TASK BRIEF - Turn the entire listing below into a numbered list with one entry per line, and omit any blank lines.

DATASET RECORDS -
________________________________________
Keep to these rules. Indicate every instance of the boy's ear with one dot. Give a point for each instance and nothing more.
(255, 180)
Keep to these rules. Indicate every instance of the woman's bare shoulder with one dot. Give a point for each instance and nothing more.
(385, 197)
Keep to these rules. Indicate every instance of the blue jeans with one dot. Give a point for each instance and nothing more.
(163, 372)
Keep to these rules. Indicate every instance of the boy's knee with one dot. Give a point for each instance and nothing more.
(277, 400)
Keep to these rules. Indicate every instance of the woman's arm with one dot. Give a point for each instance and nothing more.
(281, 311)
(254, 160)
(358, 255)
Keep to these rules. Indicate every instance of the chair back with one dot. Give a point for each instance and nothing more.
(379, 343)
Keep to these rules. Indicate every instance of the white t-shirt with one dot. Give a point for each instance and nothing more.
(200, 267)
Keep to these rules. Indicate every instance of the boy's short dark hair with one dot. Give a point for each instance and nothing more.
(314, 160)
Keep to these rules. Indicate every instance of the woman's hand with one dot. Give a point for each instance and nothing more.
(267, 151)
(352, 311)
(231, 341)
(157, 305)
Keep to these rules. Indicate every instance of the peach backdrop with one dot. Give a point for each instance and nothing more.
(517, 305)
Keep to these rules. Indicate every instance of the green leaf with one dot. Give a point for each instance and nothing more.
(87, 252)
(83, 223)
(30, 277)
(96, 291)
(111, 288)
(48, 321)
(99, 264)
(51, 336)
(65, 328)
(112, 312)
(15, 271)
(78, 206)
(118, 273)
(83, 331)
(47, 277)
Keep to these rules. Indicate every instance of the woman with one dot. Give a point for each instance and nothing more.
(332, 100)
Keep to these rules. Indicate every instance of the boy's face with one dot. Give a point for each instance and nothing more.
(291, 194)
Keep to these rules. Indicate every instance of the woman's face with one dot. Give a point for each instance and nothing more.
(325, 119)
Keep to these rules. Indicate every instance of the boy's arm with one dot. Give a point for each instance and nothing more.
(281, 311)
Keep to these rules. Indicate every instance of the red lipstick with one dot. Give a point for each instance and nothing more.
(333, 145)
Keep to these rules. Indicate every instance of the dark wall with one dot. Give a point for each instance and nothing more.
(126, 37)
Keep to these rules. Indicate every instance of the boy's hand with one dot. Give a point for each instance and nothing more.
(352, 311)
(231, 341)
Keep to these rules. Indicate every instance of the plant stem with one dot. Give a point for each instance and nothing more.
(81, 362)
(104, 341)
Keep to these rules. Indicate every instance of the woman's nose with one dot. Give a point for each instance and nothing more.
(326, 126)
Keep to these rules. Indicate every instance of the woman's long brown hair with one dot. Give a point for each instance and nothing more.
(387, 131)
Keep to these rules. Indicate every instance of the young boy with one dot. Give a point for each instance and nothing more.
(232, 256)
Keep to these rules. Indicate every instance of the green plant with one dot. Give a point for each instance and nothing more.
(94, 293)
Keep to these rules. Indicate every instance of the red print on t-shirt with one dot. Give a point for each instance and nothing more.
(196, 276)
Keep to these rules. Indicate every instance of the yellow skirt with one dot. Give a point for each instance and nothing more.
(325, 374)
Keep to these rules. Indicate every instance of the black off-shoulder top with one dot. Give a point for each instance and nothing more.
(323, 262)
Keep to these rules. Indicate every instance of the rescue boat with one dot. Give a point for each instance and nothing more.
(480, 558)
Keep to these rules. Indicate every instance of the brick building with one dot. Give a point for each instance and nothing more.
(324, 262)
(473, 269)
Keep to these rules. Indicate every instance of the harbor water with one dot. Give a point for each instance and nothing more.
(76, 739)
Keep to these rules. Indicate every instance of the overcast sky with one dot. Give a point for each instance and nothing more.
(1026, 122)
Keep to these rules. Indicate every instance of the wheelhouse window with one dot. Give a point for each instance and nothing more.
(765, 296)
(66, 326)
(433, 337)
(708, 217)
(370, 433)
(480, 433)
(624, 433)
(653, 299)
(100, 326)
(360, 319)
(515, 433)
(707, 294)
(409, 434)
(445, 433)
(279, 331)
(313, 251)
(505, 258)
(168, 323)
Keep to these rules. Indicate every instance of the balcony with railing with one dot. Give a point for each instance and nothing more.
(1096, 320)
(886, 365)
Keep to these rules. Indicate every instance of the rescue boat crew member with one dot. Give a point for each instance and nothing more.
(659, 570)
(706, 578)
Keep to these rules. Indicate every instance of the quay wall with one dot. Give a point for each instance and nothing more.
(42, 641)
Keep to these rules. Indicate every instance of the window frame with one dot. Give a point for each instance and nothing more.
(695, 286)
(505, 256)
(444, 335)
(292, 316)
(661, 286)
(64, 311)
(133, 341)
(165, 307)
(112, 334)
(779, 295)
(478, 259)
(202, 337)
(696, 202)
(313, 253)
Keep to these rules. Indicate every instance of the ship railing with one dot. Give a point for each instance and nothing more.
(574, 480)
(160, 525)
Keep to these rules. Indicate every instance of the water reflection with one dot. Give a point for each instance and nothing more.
________________________________________
RIGHT ANSWER -
1. Keep to these rules. Indicate every instance of the boy's ear with one dot. Give a point for each instance and nothing more.
2. (255, 180)
3. Keep to these rules. Indicate every instance of the woman's bare shoulder with one dot. Give a point for each instance and nothing more.
4. (385, 197)
5. Keep to these rules. Indicate every instance of the blue jeans with one dot. Give a point for each instance and nothing more.
6. (163, 372)
7. Keep to these rules. Indicate every instance of the boy's knee with one dot. Give a point for each instance and nothing more.
8. (277, 400)
9. Keep to these rules. Indicate every instance of the woman's arm with one dot. Give a point for each instance and nothing more.
10. (281, 311)
11. (254, 160)
12. (358, 255)
13. Keep to these rules. Indicate every instance of the chair back with one dot. Give a point for each instance and nothing more.
14. (379, 343)
15. Keep to these rules. Indicate every instance of the white t-shirt with one dot. Give a point for each instance and nothing more.
16. (200, 267)
17. Keep to these rules. Indicate every instance of the boy's short dark hair with one dot. Give a point for each instance and nothing more.
18. (314, 160)
19. Keep to these rules. Indicate every instance of the woman's hand with one dot. Give a point for each instance and nothing more.
20. (267, 151)
21. (352, 311)
22. (231, 341)
23. (157, 305)
24. Keep to these rules. Indicate every instance of the peach backdrop with one dot. Give a point for each instance and nothing more.
25. (517, 305)
26. Keep to these rules. Indicate every instance of the green leaf with one dot. Give a point for each instance and nothing more.
27. (87, 252)
28. (83, 223)
29. (30, 277)
30. (96, 291)
31. (111, 288)
32. (48, 321)
33. (99, 264)
34. (51, 336)
35. (65, 328)
36. (112, 312)
37. (15, 271)
38. (78, 206)
39. (118, 273)
40. (83, 331)
41. (47, 277)
42. Keep to these rules. Indicate every instance of the woman with one dot. Give a point for each instance and nothing more.
43. (332, 100)
44. Keep to these rules. Indicate every instance of the boy's face with one dot. Give a point for each instance and nothing more.
45. (291, 194)
46. Keep to these rules. Indicate every instance of the woman's face with one dot. Give a point for each instance and nothing more.
47. (325, 119)
48. Keep to these rules. Indicate every instance of the boy's arm with one dot. Give a point for each instance and nothing more.
49. (281, 311)
50. Keep to these rules. Indicate every instance of the red lipstick with one dot. Give a point for each instance and nothing more.
51. (333, 145)
52. Keep to these rules. Indicate every instance of the dark wall with one dot. Give a point for each instance and nothing more.
53. (126, 37)
54. Keep to these rules. Indicate every instance of the boy's hand with one dot. Give a point for each instance and nothing more.
55. (352, 311)
56. (231, 341)
57. Keep to these rules. Indicate every instance of the plant stem with one dot. Give a point for each instance and nothing more.
58. (81, 362)
59. (104, 341)
60. Keep to these rules. Indicate every instance of the woman's nose with one dot. Give a point for each instance and nothing more.
61. (326, 126)
62. Keep to these rules. Indicate every instance of the woman's long brown hair with one dot. Give a point for each instance and nothing more.
63. (387, 131)
64. Keep to these rules. Indicate every instance of the young boy with one dot. Give a point for each instance and nothing more.
65. (232, 256)
66. Keep to these rules. Indicate every instance of the green plant with one dot. Give a point for each instance and nothing more.
67. (94, 293)
68. Keep to these rules. Indicate every instance of the red print on t-shirt with one dot. Give a point for each instance and nothing more.
69. (196, 276)
70. Keep to these rules. Indicate every instance of the yellow skirt with one dot. Give a point for each instance and nothing more.
71. (325, 374)
72. Keep to these rules. Indicate every instance of the black off-shoulder top with one dot. Give a point for each instance and nothing more.
73. (323, 262)
74. Keep to these rules. Indicate every instance of the rescue boat with one dot. Give a point for each instance and nothing more.
75. (480, 558)
76. Keep to these rules. Indicate every instance of the brick building with one dot. Give a point for each instance and nothing more.
77. (324, 262)
78. (473, 269)
79. Keep to these rules. Indicate every instance of the harbor water with one dot. Give a point for each instance and nothing more.
80. (76, 739)
81. Keep to these rules. Indicate every instance of the overcast sky with one dot. Give a point for each instance and nothing more.
82. (1026, 122)
83. Keep to these rules. Indicate every instance of the wheelhouse window with one dot. Give a point for each instance and nothing more.
84. (765, 296)
85. (66, 326)
86. (433, 337)
87. (708, 217)
88. (370, 433)
89. (480, 433)
90. (624, 433)
91. (653, 299)
92. (100, 326)
93. (360, 319)
94. (515, 433)
95. (707, 294)
96. (409, 434)
97. (445, 433)
98. (279, 331)
99. (313, 251)
100. (505, 258)
101. (168, 323)
102. Keep to these rules. Indicate every instance of the balcony with railing with one dot. Give a point for each instance and nothing more.
103. (1096, 320)
104. (886, 365)
105. Keep to these rules. Indicate every instance of the rescue boat crew member with one dot. Give a point for each instance and nothing more.
106. (659, 570)
107. (706, 578)
108. Keep to these rules. Indicate every instance of the quay wall with one dot. Give a point for each instance and nothing more.
109. (42, 641)
110. Keep to these rules. Indicate every instance of the window frame with one dot. Give a point for each instance and nothing more.
111. (695, 286)
112. (505, 256)
113. (444, 335)
114. (292, 316)
115. (661, 286)
116. (64, 311)
117. (133, 341)
118. (165, 307)
119. (112, 334)
120. (779, 295)
121. (478, 259)
122. (202, 337)
123. (696, 202)
124. (313, 253)
125. Keep to these rules. Indicate every instance of the ship railing with one dot. Give a point for each instance and nothing more.
126. (574, 480)
127. (160, 525)
128. Keep to these rules. Indicate every instance of the water reflection with one dot. Give a point for each instance and nothing more.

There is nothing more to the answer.